#### [Source text]
==========
This research will adhere to the Philippine National Ethical Guidelines for Health and Health-related Research 2017.26 This study is an observational, cohort study and will not allocate any type of intervention. The medical records of the identified patients will be reviewed retrospectively. To protect the privacy of the participant, the data collection forms will not contain any information (ie, names and institutional patient number) that could determine the identity of the patients. A sequential code will be recorded for each patient in the following format: AAA-BBB where AAA will pertain to the three-digit code randomly assigned to each study site; BBB will pertain to the sequential case number assigned by each study site. Each participating centre will designate a password-protected laptop for data collection; the password is known only to the study site.
This protocol was approved by the following institutional review boards: Single Joint Research Ethics Board of the DOH, Philippines (SJREB-2020-24); Asian Hospital and Medical Center, Muntinlupa City (2020- 010-A); Baguio General Hospital and Medical Center (BGHMC), Baguio City (BGHMC-ERC-2020-13); Cagayan Valley Medical Center (CVMC), Tuguegarao City; Capitol Medical Center, Quezon City; Cardinal Santos Medical Center (CSMC), San Juan City (CSMC REC 2020-020); Chong Hua Hospital, Cebu City (IRB 2420–04); De La Salle Medical and Health Sciences Institute (DLSMHSI), Cavite (2020-23-02-A); East Avenue Medical Center (EAMC), Quezon City (EAMC IERB 2020-38); Jose R. Reyes Memorial Medical Center, Manila; Jose B. Lingad Memorial Regional Hospital, San Fernando, Pampanga; Dr. Jose N. Rodriguez Memorial Hospital, Caloocan City; Lung Center of the Philippines (LCP), Quezon City (LCP-CT-010–2020); Manila Doctors Hospital, Manila (MDH IRB 2020-006); Makati Medical Center, Makati City (MMC IRB 2020–054); Manila Medical Center, Manila (MMERC 2020-09); Northern Mindanao Medical Center, Cagayan de Oro City (025-2020); Quirino Memorial Medical Center (QMMC), Quezon City (QMMC REB GCS 2020-28); Ospital ng Makati, Makati City; University of the Philippines – Philippine General Hospital (UP-PGH), Manila (2020-314-01 SJREB); Philippine Heart Center, Quezon City; Research Institute for Tropical Medicine, Muntinlupa City (RITM IRB 2020-16); San Lazaro Hospital, Manila; San Juan De Dios Educational Foundation Inc – Hospital, Pasay City (SJRIB 2020-0006); Southern Isabela Medical Center, Santiago City (2020-03); Southern Philippines Medical Center (SPMC), Davao City (P20062001); St. Luke’s Medical Center, Quezon City (SL-20116); St. Luke’s Medical Center, Bonifacio Global City, Taguig City (SL-20116); Southern Philippines Medical Center, Davao City; The Medical City, Pasig City; University of Santo Tomas Hospital, Manila (UST-REC-2020-04-071-MD); University of the East Ramon Magsaysay Memorial Medical Center, Inc, Quezon City (0835/E/2020/063); Veterans Memorial Medical Center (VMMC), Quezon City (VMMC-2020-025) and Vicente Sotto Memorial Medical Center, Cebu City (VSMMC-REC-O-2020–048).
The dissemination of results will be conducted through scientific/medical conferences and through journal publication. Only the aggregate results of the study shall be disseminated. The lay versions of the results may be provided on request.
This protocol was registered in the ClinicalTrials.gov website. It has received technical review board approvals from the Department of Neurosciences, Philippine General Hospital and College of Medicine, University of the Philippines Manila, from the Cardinal Santos Medical Center (San Juan City) and from the Research Center for Clinical Epidemiology and Biostatistics, De La Salle Medical and Health Sciences Institute (Dasmariñas, Cavite).
==========
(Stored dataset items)
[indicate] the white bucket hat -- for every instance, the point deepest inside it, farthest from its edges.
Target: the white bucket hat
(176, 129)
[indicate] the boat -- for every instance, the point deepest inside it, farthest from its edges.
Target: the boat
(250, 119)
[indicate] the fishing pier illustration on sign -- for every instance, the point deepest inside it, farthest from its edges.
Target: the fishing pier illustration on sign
==========
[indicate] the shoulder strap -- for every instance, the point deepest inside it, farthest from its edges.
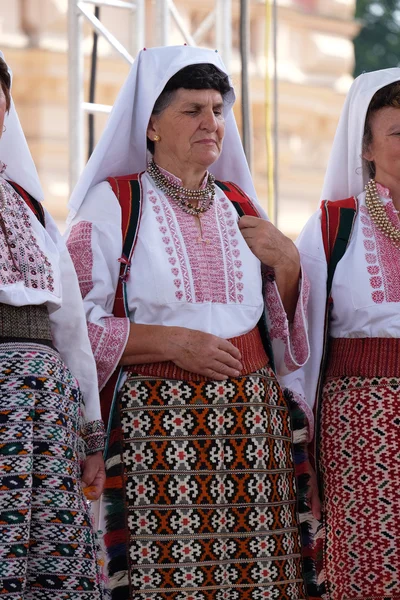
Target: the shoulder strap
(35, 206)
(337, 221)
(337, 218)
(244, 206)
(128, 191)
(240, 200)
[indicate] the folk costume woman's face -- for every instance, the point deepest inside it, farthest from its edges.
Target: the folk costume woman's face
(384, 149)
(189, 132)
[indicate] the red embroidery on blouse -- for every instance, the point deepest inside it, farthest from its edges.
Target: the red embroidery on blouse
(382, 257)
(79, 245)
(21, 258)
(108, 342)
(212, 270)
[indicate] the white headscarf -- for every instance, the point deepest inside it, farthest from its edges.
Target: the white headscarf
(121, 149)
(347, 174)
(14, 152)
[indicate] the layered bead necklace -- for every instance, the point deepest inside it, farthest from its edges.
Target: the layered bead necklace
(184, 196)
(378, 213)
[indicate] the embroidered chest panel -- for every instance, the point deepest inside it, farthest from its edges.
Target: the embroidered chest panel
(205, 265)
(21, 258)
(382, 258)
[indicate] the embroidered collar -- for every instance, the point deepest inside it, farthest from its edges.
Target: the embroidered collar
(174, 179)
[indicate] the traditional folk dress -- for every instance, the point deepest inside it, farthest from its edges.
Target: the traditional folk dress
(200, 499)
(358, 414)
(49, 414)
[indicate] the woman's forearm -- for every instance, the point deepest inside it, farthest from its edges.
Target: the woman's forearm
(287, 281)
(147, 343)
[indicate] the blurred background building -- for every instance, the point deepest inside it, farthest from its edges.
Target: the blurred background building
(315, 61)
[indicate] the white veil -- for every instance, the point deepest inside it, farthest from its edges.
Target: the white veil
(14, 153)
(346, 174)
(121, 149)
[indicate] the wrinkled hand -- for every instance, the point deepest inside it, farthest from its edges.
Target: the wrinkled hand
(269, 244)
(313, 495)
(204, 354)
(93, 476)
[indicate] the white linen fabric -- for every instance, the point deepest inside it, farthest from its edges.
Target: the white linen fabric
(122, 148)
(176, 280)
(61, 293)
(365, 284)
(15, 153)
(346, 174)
==========
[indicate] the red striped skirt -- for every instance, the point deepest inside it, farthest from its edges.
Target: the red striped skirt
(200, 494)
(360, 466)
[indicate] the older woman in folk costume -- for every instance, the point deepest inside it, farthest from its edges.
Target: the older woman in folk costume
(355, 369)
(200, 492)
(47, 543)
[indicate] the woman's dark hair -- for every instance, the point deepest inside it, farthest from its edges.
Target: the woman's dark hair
==========
#### [What to work on]
**a.** In the research protocol excerpt, what format is used for the sequential code recorded for each patient?
**b.** From the research protocol excerpt, extract the passage starting at "This protocol was registered" up to and including "Institute (Dasmariñas, Cavite).".

#### [Solutions to the problems]
**a.** AAA-BBB. AAA is the three-digit code randomly assigned to each study site, and BBB is the sequential case number assigned by each study site.

**b.**
This protocol was registered in the ClinicalTrials.gov website. It has received technical review board approvals from the Department of Neurosciences, Philippine General Hospital and College of Medicine, University of the Philippines Manila, from the Cardinal Santos Medical Center (San Juan City) and from the Research Center for Clinical Epidemiology and Biostatistics, De La Salle Medical and Health Sciences Institute (Dasmariñas, Cavite).